++++ MATERIAL PROVIDED ++++

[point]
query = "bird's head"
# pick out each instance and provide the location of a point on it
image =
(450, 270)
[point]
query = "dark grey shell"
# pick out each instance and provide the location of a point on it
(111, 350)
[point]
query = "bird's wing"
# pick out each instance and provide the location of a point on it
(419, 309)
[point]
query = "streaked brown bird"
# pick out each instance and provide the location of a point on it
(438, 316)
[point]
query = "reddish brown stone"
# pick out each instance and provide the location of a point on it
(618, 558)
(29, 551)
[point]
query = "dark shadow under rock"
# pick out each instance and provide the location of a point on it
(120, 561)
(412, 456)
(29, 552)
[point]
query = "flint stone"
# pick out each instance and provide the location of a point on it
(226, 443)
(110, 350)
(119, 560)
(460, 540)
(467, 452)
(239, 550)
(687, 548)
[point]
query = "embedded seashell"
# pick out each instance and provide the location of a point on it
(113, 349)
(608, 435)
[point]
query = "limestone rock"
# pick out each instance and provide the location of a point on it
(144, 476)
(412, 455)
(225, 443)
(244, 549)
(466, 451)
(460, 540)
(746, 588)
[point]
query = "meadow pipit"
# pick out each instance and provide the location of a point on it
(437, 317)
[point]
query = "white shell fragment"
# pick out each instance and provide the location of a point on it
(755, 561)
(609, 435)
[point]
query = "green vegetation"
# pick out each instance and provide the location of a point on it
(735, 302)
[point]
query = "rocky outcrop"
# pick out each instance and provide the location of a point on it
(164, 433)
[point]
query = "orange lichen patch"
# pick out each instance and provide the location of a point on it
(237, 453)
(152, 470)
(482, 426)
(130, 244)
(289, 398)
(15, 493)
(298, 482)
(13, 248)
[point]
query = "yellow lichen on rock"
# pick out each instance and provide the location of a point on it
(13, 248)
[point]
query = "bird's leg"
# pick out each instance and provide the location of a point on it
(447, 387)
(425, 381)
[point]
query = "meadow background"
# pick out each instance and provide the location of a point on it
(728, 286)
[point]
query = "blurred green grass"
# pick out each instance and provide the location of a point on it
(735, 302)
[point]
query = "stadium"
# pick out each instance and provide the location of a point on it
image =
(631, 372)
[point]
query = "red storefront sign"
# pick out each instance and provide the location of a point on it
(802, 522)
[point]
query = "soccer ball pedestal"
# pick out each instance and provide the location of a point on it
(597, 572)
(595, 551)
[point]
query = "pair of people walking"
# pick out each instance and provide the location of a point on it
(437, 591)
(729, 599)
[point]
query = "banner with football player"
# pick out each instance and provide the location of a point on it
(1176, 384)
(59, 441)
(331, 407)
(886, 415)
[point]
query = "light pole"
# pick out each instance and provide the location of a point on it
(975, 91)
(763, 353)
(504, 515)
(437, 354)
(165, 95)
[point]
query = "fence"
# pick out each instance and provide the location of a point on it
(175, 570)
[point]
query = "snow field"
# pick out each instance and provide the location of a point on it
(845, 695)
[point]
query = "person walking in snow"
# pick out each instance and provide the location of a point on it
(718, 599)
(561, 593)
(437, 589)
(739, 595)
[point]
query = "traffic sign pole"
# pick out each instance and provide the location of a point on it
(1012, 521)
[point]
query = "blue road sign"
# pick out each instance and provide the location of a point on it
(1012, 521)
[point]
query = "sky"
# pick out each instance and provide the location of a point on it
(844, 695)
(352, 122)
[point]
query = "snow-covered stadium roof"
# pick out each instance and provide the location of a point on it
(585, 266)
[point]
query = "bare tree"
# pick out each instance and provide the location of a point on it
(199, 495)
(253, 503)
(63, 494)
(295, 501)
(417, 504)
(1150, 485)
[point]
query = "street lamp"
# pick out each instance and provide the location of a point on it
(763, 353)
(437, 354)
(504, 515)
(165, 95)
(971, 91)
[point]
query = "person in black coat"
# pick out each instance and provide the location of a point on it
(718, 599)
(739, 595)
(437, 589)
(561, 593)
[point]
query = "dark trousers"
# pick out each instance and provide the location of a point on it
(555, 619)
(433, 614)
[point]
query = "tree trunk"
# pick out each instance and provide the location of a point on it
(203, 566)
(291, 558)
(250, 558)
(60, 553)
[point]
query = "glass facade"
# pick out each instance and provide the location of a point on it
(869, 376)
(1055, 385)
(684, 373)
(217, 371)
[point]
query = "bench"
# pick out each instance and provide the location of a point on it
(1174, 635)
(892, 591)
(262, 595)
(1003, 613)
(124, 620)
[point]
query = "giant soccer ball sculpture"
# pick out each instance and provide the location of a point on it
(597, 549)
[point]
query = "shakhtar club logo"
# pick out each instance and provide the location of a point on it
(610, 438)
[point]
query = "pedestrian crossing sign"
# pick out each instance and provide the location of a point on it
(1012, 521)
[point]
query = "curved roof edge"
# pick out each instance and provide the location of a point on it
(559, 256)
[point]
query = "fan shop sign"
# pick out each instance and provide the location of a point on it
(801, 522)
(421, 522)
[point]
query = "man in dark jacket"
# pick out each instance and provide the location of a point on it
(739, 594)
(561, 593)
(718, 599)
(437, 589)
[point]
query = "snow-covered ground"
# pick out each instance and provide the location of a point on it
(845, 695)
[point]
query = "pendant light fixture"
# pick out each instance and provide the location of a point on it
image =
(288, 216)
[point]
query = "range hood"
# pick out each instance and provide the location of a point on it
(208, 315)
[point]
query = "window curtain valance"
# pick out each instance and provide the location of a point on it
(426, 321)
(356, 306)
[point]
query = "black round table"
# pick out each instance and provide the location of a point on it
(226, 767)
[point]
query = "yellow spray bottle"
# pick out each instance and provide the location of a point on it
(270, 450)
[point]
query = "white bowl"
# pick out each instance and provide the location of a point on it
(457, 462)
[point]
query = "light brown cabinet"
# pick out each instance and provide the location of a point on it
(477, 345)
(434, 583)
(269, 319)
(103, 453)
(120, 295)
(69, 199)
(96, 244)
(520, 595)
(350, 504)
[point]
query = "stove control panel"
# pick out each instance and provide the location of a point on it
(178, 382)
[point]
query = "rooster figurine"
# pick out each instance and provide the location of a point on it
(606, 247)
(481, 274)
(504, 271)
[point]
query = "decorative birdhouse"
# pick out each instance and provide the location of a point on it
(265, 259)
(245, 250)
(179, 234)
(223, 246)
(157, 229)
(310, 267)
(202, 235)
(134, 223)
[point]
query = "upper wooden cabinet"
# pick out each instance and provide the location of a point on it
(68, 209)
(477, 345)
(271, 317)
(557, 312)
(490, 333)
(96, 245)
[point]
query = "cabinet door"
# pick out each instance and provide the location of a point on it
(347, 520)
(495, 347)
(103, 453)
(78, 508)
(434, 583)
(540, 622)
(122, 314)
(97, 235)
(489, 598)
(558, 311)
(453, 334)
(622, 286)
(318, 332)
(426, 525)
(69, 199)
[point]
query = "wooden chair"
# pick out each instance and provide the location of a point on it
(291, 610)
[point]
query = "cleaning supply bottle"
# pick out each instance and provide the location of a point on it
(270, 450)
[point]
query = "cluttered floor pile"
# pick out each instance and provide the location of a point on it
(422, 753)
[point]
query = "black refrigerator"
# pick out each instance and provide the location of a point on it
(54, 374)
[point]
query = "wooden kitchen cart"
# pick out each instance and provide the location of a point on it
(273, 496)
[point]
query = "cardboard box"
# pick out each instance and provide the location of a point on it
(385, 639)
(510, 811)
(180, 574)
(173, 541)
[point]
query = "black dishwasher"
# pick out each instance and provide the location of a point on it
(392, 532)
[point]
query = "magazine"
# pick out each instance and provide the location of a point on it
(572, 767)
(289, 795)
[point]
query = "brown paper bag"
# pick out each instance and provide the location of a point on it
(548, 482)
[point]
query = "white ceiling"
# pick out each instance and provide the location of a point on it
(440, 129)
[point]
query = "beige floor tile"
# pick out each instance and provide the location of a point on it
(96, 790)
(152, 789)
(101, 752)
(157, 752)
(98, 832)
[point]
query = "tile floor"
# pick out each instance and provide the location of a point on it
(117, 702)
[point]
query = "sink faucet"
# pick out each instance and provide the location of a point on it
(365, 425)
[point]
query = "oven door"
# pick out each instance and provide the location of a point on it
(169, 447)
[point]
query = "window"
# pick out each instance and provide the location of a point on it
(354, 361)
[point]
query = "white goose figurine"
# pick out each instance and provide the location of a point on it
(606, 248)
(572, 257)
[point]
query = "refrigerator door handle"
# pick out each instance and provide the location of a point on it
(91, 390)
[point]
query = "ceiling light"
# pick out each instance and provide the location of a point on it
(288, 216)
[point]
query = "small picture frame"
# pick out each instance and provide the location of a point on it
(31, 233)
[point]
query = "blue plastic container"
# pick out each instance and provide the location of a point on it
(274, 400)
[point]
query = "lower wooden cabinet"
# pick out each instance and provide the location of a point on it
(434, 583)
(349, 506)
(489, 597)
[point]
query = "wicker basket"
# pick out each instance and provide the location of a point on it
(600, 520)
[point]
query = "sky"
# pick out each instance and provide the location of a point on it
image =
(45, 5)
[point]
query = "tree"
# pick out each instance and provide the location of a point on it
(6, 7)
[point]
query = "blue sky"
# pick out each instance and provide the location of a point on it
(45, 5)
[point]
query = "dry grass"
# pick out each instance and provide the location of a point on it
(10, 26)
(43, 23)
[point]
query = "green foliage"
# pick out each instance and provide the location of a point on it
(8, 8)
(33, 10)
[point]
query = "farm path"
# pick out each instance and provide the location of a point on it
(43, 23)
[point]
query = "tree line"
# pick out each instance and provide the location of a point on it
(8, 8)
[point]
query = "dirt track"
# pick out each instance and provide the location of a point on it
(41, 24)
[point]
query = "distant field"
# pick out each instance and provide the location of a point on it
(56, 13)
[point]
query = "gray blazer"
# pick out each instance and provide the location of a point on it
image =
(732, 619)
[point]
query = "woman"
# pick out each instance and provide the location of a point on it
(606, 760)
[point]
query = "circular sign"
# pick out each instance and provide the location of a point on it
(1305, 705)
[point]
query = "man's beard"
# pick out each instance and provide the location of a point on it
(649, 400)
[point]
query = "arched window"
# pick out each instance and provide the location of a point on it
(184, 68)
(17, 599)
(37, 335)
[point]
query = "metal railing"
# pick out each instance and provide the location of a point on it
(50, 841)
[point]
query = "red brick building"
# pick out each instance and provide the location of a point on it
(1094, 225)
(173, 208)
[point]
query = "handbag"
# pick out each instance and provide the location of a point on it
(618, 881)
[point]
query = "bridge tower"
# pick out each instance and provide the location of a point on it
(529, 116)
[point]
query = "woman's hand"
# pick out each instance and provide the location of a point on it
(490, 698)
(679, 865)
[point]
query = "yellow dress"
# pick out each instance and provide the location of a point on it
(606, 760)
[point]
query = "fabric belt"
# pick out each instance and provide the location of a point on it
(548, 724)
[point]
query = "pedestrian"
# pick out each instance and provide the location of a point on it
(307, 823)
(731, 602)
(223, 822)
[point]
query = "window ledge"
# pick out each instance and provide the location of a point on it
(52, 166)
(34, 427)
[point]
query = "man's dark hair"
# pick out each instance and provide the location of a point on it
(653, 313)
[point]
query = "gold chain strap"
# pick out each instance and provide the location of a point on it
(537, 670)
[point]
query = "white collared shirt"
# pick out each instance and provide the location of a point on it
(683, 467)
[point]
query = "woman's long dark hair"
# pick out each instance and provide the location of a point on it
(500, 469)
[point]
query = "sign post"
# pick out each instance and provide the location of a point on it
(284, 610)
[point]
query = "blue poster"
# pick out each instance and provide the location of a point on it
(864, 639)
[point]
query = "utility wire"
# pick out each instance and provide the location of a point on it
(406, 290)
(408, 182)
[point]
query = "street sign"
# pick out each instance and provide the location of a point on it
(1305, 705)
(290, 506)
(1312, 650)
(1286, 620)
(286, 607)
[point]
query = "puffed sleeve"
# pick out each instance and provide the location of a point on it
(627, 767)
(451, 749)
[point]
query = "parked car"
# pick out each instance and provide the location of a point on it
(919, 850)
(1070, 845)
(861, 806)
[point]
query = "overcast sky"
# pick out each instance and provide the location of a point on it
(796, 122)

++++

• _REQUEST_
From the entries above, copy each line that contains the string "sign", keeping the lines in their original order.

• _RESULT OF THIS EXERCISE_
query = "red storefront sign"
query = "traffic sign pole"
query = "blue road sign"
query = "pedestrian crossing sign"
query = "fan shop sign"
query = "circular sign"
query = "sign post"
query = "street sign"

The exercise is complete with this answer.